PROBLEM DESCRIPTION
Rewrite all of the lines below as a numbered list, omitting any blank lines.

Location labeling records
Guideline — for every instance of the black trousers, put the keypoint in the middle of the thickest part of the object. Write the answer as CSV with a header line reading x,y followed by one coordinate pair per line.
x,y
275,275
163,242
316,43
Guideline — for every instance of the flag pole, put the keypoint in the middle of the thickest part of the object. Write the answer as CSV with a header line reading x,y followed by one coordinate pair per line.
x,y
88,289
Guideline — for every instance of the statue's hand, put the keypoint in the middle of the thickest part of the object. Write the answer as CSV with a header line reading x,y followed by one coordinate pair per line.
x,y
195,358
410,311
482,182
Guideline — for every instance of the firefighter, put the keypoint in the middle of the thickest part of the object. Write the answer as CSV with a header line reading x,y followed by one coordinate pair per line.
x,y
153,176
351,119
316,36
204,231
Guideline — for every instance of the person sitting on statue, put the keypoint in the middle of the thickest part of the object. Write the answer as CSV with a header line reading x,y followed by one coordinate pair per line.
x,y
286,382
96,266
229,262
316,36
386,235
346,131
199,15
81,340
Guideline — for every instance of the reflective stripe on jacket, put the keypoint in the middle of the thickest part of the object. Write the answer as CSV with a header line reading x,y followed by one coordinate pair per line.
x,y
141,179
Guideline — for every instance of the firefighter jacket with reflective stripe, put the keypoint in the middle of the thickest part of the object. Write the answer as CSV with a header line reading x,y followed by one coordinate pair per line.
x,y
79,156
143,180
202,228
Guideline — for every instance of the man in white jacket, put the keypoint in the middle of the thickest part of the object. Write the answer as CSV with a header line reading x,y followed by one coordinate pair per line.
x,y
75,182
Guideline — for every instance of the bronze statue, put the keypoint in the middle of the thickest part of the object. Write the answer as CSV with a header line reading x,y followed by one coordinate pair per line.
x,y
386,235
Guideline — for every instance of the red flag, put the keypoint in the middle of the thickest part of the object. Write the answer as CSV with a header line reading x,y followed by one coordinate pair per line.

TASK RESPONSE
1. Guideline — for every instance of the black trousers, put the keypoint in the middle of the thickest part of the object. Write the answer as CSV with a header line reading x,y followed by one coordinate pair per line.
2. x,y
3. 275,275
4. 163,242
5. 316,43
6. Guideline — for every instance of the flag pole, put the keypoint in the middle of the thickest part of the object. Write the answer as CSV with a header line reading x,y followed by one coordinate pair per line.
7. x,y
8. 88,289
9. Guideline — for every instance of the statue's hand, put the keypoint in the middle of the thickest part of the object. Write the answer as CSV with a header line reading x,y followed by one coordinate pair per line.
10. x,y
11. 195,358
12. 410,311
13. 482,182
14. Guideline — for every instance of the firefighter, put the keypoint in the middle of the thickest part of the object. Write the answer as CSV with a header line reading x,y followed by one coordinate pair per line.
15. x,y
16. 153,176
17. 351,119
18. 316,36
19. 204,231
20. Guideline — for every instance of the person sitting on statue, put the keypoint in the middle of the thickest part of the object. Write the answer as CSV with a header line reading x,y followed by one coordinate pair per line.
21. x,y
22. 286,382
23. 96,266
24. 229,262
25. 316,36
26. 386,235
27. 346,131
28. 199,15
29. 81,340
30. Guideline — for every instance of the reflective stripe on jacket, put the keypoint in the middle of the thickest part of the object. Write the answer as CSV with a header line reading x,y followed by one coordinate pair per line.
31. x,y
32. 141,179
33. Guideline — for every instance of the firefighter jacket with reflective stripe, put the keypoint in the middle of the thickest part of the object. Write the answer as CSV with a header line reading x,y followed by one coordinate pair per line.
34. x,y
35. 79,156
36. 143,180
37. 202,228
38. Guideline — for every instance of the man in white jacket, put the keypoint in the middle of the thickest part of the object. Write the answer as CSV with a header line reading x,y followed by one coordinate pair per line.
39. x,y
40. 75,182
41. Guideline — for every instance of the bronze statue, put the keypoint in the middle of the thickest part of the object. Write the answer as CSV with a header line reading x,y followed by one coordinate pair per line.
42. x,y
43. 386,235
44. Guideline — for every instance of the red flag, put the keypoint in the middle of the thickest part of the object. Write the answer as CSV with a header line reading x,y followed by one coordinate pair per line.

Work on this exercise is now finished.